## Problem requirements
From the listing below, pull out all lines with "person" in them.

## Records provided
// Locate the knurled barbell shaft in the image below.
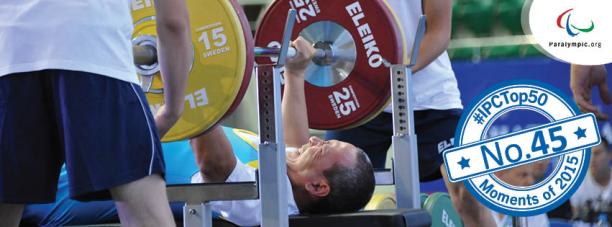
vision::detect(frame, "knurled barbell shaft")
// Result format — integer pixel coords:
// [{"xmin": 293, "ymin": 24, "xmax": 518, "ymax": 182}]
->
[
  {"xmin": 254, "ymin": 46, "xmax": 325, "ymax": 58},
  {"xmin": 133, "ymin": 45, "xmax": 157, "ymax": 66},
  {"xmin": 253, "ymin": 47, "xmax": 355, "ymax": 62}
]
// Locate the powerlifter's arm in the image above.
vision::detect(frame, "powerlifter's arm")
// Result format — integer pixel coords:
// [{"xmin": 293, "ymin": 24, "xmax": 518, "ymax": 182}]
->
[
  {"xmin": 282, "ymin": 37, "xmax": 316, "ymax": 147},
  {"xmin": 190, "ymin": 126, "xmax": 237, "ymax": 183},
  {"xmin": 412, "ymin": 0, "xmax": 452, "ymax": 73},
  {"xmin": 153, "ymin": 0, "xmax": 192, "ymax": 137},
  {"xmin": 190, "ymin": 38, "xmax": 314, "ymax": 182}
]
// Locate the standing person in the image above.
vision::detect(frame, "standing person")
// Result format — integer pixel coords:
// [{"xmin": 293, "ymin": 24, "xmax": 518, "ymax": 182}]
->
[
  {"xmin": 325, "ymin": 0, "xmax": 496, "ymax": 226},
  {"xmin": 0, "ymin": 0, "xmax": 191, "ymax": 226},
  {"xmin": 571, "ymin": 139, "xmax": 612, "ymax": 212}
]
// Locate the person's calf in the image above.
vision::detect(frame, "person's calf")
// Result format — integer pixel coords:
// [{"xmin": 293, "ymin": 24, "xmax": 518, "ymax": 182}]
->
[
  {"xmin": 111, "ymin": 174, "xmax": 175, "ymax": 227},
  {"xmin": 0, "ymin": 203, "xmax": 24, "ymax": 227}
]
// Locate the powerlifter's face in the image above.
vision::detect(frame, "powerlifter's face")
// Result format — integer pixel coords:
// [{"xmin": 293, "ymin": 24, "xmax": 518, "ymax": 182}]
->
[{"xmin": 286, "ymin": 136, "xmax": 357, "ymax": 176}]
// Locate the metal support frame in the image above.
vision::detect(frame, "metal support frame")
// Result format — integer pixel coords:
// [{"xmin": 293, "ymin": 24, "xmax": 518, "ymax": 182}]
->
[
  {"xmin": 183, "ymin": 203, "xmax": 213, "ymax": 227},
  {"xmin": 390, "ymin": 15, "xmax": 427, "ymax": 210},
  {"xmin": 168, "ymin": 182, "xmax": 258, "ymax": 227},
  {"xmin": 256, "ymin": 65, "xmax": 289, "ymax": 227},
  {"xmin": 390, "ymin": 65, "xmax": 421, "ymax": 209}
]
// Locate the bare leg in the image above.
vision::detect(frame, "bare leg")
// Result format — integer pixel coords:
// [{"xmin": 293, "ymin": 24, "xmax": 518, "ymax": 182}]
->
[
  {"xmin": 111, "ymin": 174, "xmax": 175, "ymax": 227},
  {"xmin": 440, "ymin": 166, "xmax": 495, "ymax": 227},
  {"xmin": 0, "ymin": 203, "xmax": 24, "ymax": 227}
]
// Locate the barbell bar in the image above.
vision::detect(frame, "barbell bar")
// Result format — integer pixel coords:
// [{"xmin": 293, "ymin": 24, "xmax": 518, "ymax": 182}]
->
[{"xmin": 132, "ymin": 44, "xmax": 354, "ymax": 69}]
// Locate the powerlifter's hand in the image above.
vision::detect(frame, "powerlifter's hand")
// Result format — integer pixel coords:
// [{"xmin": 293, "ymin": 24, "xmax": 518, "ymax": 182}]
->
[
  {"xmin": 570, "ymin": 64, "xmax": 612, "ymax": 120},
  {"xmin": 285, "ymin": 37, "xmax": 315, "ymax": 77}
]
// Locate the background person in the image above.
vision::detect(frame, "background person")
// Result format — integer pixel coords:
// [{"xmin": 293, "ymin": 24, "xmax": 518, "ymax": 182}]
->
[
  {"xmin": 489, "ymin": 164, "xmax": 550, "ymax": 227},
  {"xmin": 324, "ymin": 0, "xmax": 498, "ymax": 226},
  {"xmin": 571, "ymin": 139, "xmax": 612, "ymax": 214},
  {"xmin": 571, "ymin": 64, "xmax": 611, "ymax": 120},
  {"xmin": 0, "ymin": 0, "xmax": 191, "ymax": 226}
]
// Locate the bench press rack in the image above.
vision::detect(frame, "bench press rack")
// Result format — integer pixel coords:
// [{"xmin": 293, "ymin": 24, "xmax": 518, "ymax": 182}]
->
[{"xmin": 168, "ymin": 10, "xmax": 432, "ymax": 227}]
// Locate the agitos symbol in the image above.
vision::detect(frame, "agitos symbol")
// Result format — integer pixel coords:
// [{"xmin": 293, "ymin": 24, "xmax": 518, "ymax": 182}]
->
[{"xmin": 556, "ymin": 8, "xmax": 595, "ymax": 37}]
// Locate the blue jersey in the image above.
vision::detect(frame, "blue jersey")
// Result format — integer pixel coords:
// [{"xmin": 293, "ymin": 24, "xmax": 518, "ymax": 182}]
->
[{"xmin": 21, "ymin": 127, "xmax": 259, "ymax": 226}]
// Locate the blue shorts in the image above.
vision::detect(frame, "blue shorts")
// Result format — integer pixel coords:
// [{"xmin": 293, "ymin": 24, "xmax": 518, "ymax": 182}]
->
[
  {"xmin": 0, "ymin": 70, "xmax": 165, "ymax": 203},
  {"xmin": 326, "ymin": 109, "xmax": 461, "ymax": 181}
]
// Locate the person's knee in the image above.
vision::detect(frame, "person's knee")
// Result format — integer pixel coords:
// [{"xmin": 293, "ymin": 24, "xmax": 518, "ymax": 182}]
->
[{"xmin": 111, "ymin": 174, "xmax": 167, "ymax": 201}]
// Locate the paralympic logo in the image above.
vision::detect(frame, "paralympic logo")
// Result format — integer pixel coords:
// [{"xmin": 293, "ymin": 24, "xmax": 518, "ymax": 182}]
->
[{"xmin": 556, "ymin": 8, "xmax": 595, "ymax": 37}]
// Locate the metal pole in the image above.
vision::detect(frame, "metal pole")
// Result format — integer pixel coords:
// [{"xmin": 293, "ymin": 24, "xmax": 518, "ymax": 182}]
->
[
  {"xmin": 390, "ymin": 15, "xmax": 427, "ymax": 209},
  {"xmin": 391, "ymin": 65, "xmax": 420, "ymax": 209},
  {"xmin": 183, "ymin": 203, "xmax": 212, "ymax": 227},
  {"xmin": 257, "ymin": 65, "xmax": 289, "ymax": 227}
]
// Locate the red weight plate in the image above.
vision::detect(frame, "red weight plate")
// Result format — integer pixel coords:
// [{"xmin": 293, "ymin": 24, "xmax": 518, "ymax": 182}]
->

## Solution
// Locate the standing person in the image above.
vision::detect(frame, "standing person")
// Locate the person's calf in the image above.
vision::detect(frame, "person's calf")
// Locate the background person in the image above.
vision::detect(frame, "background person")
// Locate the person's knee in the image above.
vision::detect(frame, "person's knee")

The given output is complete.